(Coordinate annotation rows)
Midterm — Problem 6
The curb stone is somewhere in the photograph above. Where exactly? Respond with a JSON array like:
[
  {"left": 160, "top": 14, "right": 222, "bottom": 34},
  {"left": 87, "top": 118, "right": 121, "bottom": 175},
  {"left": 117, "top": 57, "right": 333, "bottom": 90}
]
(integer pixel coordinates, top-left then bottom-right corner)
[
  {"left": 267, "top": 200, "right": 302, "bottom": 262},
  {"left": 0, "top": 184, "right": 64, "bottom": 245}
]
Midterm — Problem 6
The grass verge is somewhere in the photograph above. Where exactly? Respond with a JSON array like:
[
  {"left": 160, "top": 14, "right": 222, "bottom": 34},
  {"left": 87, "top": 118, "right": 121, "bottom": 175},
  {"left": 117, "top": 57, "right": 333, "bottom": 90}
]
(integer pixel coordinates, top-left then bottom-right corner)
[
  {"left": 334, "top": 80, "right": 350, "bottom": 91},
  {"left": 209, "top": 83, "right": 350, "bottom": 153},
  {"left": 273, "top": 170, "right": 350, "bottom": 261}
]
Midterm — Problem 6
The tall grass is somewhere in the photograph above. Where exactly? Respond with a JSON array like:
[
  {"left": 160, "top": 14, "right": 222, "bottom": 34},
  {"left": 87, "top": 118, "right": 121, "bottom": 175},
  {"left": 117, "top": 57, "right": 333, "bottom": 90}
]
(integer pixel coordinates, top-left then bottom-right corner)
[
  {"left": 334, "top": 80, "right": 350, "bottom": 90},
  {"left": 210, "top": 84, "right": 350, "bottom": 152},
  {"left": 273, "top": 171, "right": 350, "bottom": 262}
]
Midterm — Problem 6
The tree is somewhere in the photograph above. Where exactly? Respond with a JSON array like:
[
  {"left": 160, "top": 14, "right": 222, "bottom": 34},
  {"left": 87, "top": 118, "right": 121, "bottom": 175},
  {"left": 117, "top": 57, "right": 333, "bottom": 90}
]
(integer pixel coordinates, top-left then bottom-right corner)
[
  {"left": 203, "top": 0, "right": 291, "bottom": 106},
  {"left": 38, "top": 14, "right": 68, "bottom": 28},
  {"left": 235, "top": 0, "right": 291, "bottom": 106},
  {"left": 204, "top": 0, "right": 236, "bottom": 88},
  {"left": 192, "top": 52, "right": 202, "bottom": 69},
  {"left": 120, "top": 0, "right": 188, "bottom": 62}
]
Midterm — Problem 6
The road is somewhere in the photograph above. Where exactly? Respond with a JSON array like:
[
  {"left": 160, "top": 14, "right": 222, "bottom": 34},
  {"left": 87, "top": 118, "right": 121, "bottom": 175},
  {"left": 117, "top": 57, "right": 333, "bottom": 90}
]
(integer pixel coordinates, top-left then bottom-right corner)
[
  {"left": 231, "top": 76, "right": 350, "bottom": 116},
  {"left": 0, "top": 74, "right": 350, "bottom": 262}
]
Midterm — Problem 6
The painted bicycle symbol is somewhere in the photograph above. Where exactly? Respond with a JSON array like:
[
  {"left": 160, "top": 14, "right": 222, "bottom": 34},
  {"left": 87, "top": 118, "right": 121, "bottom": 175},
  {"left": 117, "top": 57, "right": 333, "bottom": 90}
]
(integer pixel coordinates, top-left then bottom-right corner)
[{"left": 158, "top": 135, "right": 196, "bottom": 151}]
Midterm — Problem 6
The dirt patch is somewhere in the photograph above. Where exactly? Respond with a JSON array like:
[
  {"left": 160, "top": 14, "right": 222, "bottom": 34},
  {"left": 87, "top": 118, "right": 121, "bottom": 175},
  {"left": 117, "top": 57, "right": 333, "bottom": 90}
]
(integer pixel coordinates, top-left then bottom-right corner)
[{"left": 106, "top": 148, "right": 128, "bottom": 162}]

* **What the exercise asks**:
Identify each line in the rows above that contains the string "grass", and copy those lines out. Matching is case-sensitive.

* **Result for this exercise**:
The grass verge is somewhere in the photograph above. Where exactly? Respond with a JSON array like:
The tall grass is somewhere in the photograph above. Where exactly? Respond with a JSON array like:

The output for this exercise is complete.